**AIM OF THE TASK**
The lines to reproduce run from the one containing "positive clicks: (278, 160)" through the final line of the entries; write them out exactly and add nothing.

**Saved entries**
= Beginning of Section =

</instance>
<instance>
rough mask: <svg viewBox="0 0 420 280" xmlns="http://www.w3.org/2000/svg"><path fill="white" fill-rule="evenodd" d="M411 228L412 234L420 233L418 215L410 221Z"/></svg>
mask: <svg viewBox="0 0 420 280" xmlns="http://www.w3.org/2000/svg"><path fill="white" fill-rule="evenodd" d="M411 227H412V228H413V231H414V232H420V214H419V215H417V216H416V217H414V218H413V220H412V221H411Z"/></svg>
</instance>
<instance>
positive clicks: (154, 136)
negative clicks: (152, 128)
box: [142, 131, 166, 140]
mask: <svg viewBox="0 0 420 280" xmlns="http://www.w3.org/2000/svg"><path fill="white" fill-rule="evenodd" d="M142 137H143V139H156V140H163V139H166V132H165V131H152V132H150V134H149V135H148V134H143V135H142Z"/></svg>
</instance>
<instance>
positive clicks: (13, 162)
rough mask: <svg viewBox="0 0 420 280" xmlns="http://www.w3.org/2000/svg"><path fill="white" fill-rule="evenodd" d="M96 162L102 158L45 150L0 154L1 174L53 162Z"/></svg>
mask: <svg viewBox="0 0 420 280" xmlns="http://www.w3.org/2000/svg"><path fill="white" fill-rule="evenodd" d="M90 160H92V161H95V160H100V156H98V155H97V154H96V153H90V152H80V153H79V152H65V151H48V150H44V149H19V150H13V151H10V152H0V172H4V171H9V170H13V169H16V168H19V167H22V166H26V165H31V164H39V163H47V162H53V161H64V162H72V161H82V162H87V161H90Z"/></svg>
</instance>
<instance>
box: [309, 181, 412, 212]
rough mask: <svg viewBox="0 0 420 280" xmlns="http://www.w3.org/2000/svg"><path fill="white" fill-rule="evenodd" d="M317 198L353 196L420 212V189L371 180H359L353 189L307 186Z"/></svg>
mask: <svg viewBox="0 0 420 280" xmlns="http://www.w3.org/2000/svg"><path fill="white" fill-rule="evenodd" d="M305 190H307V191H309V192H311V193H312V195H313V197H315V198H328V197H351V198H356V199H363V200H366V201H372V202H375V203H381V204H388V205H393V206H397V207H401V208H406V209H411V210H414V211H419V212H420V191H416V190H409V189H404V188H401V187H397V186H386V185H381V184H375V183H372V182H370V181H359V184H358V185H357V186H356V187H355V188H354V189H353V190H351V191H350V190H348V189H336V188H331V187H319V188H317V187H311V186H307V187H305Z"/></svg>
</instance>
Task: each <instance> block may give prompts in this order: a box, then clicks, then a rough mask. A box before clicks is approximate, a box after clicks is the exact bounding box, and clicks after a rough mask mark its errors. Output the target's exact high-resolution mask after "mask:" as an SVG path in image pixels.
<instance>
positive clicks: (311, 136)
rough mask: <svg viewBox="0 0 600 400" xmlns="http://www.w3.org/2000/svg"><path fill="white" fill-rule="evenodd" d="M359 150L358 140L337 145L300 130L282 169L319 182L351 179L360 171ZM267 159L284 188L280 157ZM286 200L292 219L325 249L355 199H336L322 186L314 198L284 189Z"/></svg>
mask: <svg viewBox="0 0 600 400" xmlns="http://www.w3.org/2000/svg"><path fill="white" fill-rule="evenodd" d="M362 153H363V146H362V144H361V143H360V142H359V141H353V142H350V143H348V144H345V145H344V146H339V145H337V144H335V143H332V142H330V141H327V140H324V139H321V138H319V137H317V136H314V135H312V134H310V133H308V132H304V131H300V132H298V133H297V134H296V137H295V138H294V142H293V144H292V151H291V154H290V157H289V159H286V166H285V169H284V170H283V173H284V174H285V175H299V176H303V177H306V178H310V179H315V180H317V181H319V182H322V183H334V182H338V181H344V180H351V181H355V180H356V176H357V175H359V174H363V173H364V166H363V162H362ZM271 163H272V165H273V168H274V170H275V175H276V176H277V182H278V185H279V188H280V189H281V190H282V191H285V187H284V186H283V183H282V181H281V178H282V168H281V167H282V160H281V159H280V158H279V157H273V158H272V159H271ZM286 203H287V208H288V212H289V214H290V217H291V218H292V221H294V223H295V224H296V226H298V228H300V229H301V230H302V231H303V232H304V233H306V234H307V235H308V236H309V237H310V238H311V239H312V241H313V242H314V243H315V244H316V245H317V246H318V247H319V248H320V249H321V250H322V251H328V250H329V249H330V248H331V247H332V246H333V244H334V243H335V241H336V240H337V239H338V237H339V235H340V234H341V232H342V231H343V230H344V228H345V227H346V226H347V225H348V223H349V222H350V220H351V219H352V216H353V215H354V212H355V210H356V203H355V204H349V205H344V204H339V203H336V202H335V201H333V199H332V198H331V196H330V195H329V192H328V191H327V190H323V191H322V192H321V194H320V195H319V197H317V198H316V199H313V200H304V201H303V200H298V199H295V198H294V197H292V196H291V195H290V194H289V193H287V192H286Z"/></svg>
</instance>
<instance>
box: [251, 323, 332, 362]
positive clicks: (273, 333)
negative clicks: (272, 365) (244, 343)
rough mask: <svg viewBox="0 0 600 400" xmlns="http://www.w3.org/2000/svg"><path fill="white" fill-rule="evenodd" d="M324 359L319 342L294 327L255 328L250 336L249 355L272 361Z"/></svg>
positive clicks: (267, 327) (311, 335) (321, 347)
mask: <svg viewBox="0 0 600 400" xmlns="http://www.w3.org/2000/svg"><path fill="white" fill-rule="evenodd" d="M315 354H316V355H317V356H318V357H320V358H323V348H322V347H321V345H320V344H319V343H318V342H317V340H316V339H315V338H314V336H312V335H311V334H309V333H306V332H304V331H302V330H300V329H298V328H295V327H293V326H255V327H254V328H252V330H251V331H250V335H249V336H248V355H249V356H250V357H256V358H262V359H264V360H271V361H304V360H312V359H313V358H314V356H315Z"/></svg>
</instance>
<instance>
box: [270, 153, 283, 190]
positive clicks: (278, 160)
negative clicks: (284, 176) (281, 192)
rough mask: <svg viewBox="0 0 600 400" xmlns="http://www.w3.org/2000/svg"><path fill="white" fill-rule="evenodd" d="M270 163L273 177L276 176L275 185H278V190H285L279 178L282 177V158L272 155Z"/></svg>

= End of Section =

**RESULT FOR THIS EXERCISE**
positive clicks: (278, 160)
negative clicks: (284, 176) (281, 192)
rough mask: <svg viewBox="0 0 600 400" xmlns="http://www.w3.org/2000/svg"><path fill="white" fill-rule="evenodd" d="M270 163L273 177L276 176L275 185H278V190H285L279 178L282 177V158L272 155Z"/></svg>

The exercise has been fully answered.